═════ Exercise data
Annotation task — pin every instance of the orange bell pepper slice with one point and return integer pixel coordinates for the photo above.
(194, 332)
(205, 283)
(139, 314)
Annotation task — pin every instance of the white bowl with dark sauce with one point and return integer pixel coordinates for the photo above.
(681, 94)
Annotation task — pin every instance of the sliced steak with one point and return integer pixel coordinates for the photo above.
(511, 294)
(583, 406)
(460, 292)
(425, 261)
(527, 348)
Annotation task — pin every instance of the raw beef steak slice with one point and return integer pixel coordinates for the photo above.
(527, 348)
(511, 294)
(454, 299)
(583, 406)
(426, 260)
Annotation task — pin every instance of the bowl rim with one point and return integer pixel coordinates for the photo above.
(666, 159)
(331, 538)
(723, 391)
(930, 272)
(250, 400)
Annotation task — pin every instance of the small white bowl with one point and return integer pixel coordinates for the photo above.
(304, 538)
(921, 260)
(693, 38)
══════════
═════ Exercise data
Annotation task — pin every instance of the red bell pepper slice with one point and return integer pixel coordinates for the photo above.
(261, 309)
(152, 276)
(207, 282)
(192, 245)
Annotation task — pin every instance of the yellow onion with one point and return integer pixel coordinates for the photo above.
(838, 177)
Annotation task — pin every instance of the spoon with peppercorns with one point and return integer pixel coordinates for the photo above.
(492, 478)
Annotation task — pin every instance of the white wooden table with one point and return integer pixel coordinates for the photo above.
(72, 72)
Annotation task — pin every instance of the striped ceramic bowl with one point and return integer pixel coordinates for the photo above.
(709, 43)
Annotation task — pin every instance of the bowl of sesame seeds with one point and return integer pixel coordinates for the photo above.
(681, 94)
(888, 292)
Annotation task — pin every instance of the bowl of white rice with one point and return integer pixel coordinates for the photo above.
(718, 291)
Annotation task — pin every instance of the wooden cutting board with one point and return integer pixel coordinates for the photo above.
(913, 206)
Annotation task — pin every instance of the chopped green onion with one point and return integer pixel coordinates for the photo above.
══════════
═════ Exercise data
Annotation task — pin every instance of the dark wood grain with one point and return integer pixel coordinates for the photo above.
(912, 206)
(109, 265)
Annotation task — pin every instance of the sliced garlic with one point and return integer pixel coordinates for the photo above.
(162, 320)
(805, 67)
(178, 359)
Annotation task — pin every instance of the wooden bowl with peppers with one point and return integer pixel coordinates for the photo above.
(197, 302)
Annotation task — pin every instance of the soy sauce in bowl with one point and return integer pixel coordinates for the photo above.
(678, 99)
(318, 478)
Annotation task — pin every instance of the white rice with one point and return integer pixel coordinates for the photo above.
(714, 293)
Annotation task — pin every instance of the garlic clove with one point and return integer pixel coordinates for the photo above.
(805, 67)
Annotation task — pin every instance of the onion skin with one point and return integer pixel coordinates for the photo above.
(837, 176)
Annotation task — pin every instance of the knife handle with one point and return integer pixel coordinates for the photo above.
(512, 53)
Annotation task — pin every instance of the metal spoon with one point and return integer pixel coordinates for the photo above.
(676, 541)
══════════
### About this task
Retype the entries above exactly, but only from the line containing "Annotation task — pin every instance of the red" through the line containing "Annotation task — pin every instance of the chopped", both included.

### Written reply
Annotation task — pin every instance of the red bell pepper slice with one point and return integer pixel coordinates for the photo above.
(261, 309)
(152, 276)
(207, 282)
(192, 245)
Annotation task — pin every instance of the yellow onion with one point and return integer pixel coordinates for the photo above.
(838, 177)
Annotation task — pin every instance of the spoon with peppercorns with one point and return integer pixel coordinates for the photo above.
(492, 478)
Annotation task — pin every instance of the white wooden table with one point and return integer pixel coordinates for the photo above.
(72, 72)
Annotation task — pin every instance of the striped ceramic bowl with one point and return integer pixel coordinates for the photo above.
(709, 43)
Annotation task — pin every instance of the bowl of sesame seeds with one point and return integer pixel coordinates for the photo above.
(681, 94)
(888, 292)
Annotation task — pin every instance of the bowl of white rice with one point and return integer pixel coordinates for the photo above.
(718, 291)
Annotation task — pin every instance of the wooden cutting board with one point and return integer pixel coordinates for the photo above.
(913, 206)
Annotation task — pin every instance of the chopped green onion with one point and return integer pixel coordinates for the photo above.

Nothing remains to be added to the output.